- _JOB_: Display every line of the records below that contains the string "yellow", copying each line in full.

** begin **

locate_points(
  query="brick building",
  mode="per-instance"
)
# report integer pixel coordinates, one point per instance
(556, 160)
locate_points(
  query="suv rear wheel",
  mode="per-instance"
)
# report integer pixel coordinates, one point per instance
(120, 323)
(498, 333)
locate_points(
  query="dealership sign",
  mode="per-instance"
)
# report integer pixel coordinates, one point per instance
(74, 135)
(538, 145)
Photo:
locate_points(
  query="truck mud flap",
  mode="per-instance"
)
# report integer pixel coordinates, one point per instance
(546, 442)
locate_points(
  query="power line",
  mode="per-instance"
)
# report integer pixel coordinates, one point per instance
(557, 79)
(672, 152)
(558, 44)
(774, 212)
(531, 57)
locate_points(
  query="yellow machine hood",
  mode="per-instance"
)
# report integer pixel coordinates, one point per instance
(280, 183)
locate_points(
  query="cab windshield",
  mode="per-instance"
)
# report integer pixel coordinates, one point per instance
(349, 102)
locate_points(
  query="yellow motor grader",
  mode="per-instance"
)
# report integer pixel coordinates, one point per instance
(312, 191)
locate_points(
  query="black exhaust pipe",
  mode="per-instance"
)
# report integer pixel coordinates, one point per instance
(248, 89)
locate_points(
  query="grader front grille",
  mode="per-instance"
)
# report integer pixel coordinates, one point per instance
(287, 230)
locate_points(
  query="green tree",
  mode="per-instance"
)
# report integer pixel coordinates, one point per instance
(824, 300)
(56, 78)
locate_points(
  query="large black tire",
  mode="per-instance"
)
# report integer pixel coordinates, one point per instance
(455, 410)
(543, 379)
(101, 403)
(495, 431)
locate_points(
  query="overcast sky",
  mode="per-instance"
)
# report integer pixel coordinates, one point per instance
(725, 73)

** end **
** begin **

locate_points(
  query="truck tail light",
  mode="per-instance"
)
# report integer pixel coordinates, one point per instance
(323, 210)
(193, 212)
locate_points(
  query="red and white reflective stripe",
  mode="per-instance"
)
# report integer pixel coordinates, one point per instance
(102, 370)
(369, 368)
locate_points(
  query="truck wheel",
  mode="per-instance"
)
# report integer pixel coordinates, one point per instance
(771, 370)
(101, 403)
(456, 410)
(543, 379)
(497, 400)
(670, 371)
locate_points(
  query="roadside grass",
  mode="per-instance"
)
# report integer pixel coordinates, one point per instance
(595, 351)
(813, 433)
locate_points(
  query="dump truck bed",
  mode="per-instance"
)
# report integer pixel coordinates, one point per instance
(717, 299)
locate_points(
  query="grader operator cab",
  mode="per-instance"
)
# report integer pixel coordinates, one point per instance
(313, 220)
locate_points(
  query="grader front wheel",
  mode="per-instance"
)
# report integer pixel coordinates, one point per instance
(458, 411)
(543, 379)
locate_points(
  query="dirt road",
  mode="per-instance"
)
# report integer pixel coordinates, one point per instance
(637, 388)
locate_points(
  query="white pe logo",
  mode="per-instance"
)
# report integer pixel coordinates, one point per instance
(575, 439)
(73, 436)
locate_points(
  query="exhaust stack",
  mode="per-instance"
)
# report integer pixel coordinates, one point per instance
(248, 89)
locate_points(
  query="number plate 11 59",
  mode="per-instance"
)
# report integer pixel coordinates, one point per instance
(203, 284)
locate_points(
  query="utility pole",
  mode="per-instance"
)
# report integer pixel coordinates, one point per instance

** end **
** begin **

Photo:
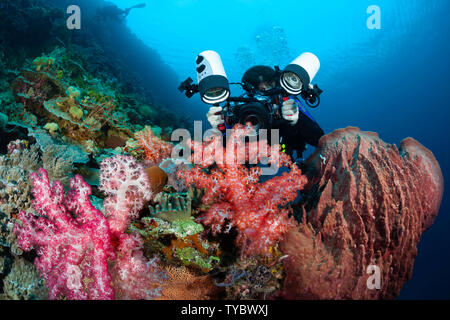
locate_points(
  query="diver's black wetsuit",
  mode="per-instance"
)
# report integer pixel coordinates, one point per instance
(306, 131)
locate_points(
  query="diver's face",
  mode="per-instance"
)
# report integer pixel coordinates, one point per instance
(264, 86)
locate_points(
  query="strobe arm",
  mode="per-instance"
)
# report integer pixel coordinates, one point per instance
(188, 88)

** end **

- _SOLUTION TO THIS TASK_:
  query="yellow machine hood",
  query="yellow motor grader",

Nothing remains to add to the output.